It has flourished in every people and with any religion; it is not a religion itself but it finds in the cults the instruments to express exteriorly a spirituality that is only interior.
Monasticism has had the push of genuine spirituality and therefore it has often found itself in antithesis with religious hierarchies that were keen on earthly pleasures, power, splendor and wealth. The choice to be estranged from the earthly aspects made Eastern and Western monasticism the boundary between spiritual idealism and excessive religious rationalization.
The first form of Christian monasticism was the Egyptian and Basilian one (2 nd /5 th centuries).
Even if they were less strict than anchorites, eremites and stylites (from Greek stylos, pillar, those who lived on top of a pillar), monks were keen on solitude and asceticism. They refused any religious conjecture made to man's image and concentrated only on the light of the spirit practiced in the humbleness of themselves, with love, charity, mercy and solidarity for the others. They took Jesus the Nazarene as model of Christian perfection; in fact, before his public life, he had practiced hermitage for years accompanying inspired anchorites.
For Mediterranean monks Jesus was the highest expression of living holiness (*). He was a model of faith put into practice (by doing) in full conscience (by knowledge) different from the dogmatic passivity professed by his conventional successors that practiced the belief without doing and doing without understanding.
(*) as the Franciscan monks that followed Marco Polo discovered, the name Jesus was known even in the far countries they were visiting.
Out of the worldly transitoriness, monks lived moments of true spirituality originated by a unique state of conscience; it was a very intimate way of living a faith, without the religious antagonism that made them feel out of the world and far away from its excesses. It was a faith perceived in an inner space made of silence, contemplation and prayer. To all this they added the penitential aspect, which was the central theme of Christian monasticism.

• [Data rows]

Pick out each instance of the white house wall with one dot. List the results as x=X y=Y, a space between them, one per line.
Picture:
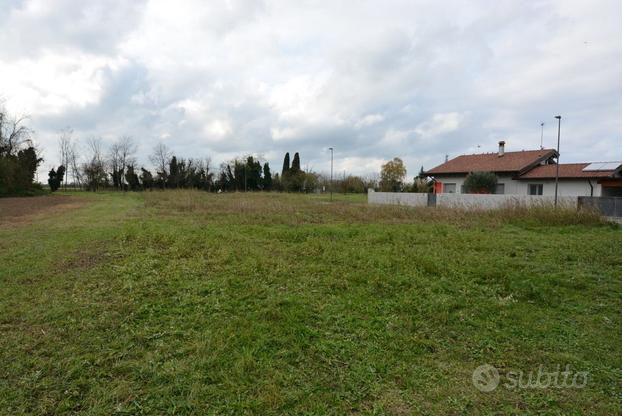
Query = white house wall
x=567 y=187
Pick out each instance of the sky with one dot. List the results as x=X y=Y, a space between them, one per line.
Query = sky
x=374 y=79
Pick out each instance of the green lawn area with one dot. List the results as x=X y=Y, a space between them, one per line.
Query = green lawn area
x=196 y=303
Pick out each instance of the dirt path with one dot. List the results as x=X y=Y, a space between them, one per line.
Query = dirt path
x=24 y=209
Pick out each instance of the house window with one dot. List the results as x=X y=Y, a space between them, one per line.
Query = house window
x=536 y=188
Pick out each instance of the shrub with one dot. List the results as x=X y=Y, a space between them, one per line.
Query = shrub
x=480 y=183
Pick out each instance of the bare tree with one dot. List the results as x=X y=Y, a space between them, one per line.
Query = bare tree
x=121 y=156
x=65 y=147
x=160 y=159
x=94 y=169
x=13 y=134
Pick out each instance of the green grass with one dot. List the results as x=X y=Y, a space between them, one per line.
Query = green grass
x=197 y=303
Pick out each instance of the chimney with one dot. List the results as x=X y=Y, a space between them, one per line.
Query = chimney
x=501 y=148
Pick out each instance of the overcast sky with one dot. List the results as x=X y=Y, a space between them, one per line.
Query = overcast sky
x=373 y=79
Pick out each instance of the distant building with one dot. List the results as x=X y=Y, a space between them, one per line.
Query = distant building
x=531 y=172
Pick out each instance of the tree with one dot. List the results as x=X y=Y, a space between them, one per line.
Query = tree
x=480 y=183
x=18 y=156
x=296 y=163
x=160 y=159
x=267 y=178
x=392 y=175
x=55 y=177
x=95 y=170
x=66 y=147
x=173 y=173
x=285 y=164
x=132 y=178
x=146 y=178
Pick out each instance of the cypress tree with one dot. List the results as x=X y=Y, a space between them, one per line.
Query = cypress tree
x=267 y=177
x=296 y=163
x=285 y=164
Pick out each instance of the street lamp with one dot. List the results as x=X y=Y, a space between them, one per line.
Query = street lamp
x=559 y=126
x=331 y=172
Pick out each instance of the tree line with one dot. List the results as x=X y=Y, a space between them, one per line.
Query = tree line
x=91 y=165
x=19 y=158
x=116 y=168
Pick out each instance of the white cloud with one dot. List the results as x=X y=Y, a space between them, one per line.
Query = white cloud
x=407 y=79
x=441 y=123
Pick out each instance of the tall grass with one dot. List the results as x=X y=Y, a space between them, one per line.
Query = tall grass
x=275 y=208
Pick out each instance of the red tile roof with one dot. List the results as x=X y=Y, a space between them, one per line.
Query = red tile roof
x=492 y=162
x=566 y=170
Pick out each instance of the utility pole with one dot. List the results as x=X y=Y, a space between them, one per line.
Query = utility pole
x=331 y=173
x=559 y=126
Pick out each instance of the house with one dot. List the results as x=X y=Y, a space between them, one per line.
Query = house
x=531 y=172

* * *

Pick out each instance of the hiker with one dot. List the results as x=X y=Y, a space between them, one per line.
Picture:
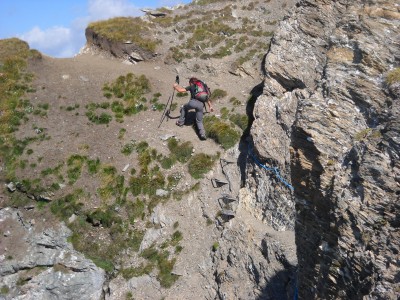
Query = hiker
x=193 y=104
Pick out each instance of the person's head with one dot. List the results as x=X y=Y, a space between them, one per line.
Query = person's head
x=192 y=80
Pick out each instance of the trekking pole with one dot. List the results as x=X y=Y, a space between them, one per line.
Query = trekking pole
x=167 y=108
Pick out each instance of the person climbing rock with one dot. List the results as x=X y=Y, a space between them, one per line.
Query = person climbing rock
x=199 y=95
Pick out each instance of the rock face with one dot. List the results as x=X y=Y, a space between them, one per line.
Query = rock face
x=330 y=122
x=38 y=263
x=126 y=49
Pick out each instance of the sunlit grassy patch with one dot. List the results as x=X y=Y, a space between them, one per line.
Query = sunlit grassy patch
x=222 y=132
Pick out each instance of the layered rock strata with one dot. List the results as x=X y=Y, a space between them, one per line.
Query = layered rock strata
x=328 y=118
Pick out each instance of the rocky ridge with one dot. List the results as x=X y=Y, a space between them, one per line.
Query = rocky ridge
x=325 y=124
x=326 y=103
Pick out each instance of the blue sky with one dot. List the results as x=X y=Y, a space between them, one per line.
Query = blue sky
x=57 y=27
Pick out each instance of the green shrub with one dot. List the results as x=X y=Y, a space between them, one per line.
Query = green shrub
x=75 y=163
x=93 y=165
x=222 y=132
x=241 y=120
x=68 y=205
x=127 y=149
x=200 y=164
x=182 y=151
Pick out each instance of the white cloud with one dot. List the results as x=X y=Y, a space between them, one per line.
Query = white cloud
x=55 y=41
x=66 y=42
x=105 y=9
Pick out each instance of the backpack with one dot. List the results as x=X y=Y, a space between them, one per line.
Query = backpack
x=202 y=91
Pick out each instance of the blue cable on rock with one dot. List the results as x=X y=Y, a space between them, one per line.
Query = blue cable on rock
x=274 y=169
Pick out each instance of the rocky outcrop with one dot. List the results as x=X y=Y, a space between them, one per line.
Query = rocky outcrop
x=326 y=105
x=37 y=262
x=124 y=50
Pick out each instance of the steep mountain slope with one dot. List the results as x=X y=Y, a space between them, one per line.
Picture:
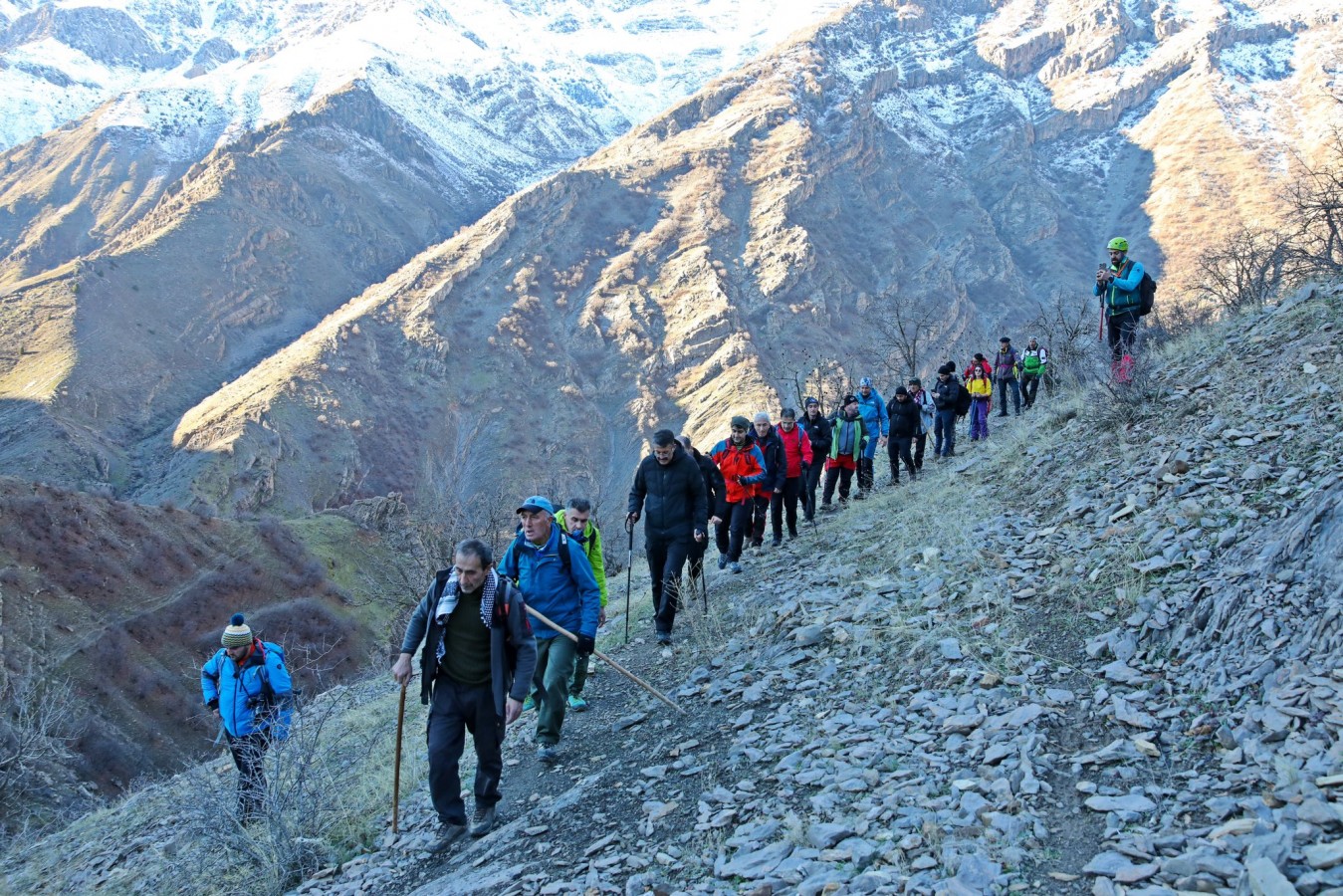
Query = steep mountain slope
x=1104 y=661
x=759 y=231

• [Jobs]
1. Summarize the passage on monasticism in two sentences.
2. Answer these questions about the passage on monasticism, giving each answer on its own line with the matching letter:
(a) What is named as the first form of Christian monasticism?
(b) What does the Greek word "stylos" mean?
(c) What was the central theme of Christian monasticism?
3. Return the part of the passage on monasticism starting with "Even if they" and going on through "doing without understanding.", copied without any change.

• [Solutions in order]
1. Monasticism has flourished among every people and with any religion, and because it was driven by genuine spirituality, it often stood against religious hierarchies drawn to power, splendor and wealth. Christian monks, beginning with the Egyptian and Basilian form, pursued solitude, asceticism and penance, took Jesus as their model of perfection, and lived an inward faith of silence, contemplation and prayer.

2.
(a) The Egyptian and Basilian one.
(b) Pillar.
(c) The penitential aspect.

3.
Even if they were less strict than anchorites, eremites and stylites (from Greek stylos, pillar, those who lived on top of a pillar), monks were keen on solitude and asceticism. They refused any religious conjecture made to man's image and concentrated only on the light of the spirit practiced in the humbleness of themselves, with love, charity, mercy and solidarity for the others. They took Jesus the Nazarene as model of Christian perfection; in fact, before his public life, he had practiced hermitage for years accompanying inspired anchorites.
For Mediterranean monks Jesus was the highest expression of living holiness (*). He was a model of faith put into practice (by doing) in full conscience (by knowledge) different from the dogmatic passivity professed by his conventional successors that practiced the belief without doing and doing without understanding.